Extract the entries in their exact form.

Source data start

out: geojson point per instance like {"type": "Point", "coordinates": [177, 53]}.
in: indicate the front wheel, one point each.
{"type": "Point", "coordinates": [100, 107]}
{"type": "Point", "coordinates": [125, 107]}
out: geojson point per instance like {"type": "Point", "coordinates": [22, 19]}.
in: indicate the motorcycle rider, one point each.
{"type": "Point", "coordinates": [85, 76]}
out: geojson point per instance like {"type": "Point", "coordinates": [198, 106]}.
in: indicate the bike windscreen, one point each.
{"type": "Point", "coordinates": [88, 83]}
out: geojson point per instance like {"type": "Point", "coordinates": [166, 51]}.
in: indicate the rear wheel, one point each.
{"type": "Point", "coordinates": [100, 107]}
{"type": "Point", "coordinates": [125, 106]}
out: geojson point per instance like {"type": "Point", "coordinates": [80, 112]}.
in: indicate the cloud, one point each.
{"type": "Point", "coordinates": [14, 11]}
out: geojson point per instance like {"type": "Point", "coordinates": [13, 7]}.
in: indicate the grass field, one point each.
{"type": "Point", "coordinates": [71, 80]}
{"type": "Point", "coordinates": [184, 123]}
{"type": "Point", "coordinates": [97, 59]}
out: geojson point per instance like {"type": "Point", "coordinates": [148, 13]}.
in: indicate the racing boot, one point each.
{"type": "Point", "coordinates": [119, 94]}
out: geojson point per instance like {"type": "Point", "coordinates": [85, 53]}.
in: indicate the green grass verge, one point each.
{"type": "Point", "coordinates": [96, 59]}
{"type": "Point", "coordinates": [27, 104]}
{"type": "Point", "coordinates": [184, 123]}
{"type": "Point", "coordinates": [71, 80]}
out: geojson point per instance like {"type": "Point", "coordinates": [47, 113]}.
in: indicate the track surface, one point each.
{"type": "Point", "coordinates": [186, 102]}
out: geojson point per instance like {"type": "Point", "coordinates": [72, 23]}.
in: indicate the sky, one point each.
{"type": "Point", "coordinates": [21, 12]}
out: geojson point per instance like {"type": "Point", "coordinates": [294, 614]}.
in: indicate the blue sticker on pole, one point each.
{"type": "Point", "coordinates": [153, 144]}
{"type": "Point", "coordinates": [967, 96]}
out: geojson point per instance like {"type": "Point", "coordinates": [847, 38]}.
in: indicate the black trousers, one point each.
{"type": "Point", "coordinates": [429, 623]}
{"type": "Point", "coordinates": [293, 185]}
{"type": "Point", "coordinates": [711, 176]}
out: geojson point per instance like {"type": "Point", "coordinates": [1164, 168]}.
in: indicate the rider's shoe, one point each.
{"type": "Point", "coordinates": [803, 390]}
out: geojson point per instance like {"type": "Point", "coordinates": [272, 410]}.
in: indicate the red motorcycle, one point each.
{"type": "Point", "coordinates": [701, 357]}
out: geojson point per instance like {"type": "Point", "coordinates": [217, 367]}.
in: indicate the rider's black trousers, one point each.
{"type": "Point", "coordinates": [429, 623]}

Source data end

> **Task answer**
out: geojson point per instance like {"type": "Point", "coordinates": [177, 53]}.
in: indicate the front wheel, one point each.
{"type": "Point", "coordinates": [100, 107]}
{"type": "Point", "coordinates": [125, 107]}
out: geojson point per instance like {"type": "Point", "coordinates": [22, 19]}.
in: indicate the motorcycle rider, one point each.
{"type": "Point", "coordinates": [85, 76]}
out: geojson point per instance like {"type": "Point", "coordinates": [198, 106]}.
in: indicate the bike windscreen, one point each.
{"type": "Point", "coordinates": [88, 83]}
out: geojson point per instance like {"type": "Point", "coordinates": [166, 51]}.
in: indicate the rear wheel, one point each.
{"type": "Point", "coordinates": [100, 107]}
{"type": "Point", "coordinates": [125, 106]}
out: geojson point per instance like {"type": "Point", "coordinates": [80, 112]}.
in: indicate the cloud, one point each.
{"type": "Point", "coordinates": [14, 11]}
out: geojson point per instance like {"type": "Point", "coordinates": [13, 7]}.
in: indicate the grass field, one point each.
{"type": "Point", "coordinates": [71, 80]}
{"type": "Point", "coordinates": [184, 123]}
{"type": "Point", "coordinates": [97, 59]}
out: geojson point per instance like {"type": "Point", "coordinates": [148, 13]}.
in: indicate the racing boot, one point each.
{"type": "Point", "coordinates": [119, 94]}
out: geojson point per instance like {"type": "Point", "coordinates": [85, 53]}.
in: indicate the green grass verge, one point each.
{"type": "Point", "coordinates": [96, 59]}
{"type": "Point", "coordinates": [27, 104]}
{"type": "Point", "coordinates": [184, 123]}
{"type": "Point", "coordinates": [71, 80]}
out: geojson point per instance like {"type": "Point", "coordinates": [47, 113]}.
in: indicate the track surface, one point each.
{"type": "Point", "coordinates": [186, 102]}
out: geojson point per instance like {"type": "Point", "coordinates": [72, 23]}.
in: indicate the sky, one point each.
{"type": "Point", "coordinates": [21, 12]}
out: geojson point per instance like {"type": "Point", "coordinates": [294, 614]}.
in: indicate the blue sticker on pole, one point each.
{"type": "Point", "coordinates": [153, 144]}
{"type": "Point", "coordinates": [967, 96]}
out: geojson point per instance like {"type": "Point", "coordinates": [847, 38]}.
in: indicate the black trousers, one point each.
{"type": "Point", "coordinates": [429, 623]}
{"type": "Point", "coordinates": [293, 185]}
{"type": "Point", "coordinates": [711, 176]}
out: geojson point per instance like {"type": "Point", "coordinates": [1164, 168]}.
in: indicate the rider's shoe, one point each.
{"type": "Point", "coordinates": [803, 390]}
out: geojson point per instance like {"type": "Point", "coordinates": [272, 410]}.
in: indicate the red motorcycle, one point each.
{"type": "Point", "coordinates": [701, 357]}
out: geojson point per instance like {"type": "Point", "coordinates": [217, 367]}.
in: indicate the rider's black trousers, one point each.
{"type": "Point", "coordinates": [429, 623]}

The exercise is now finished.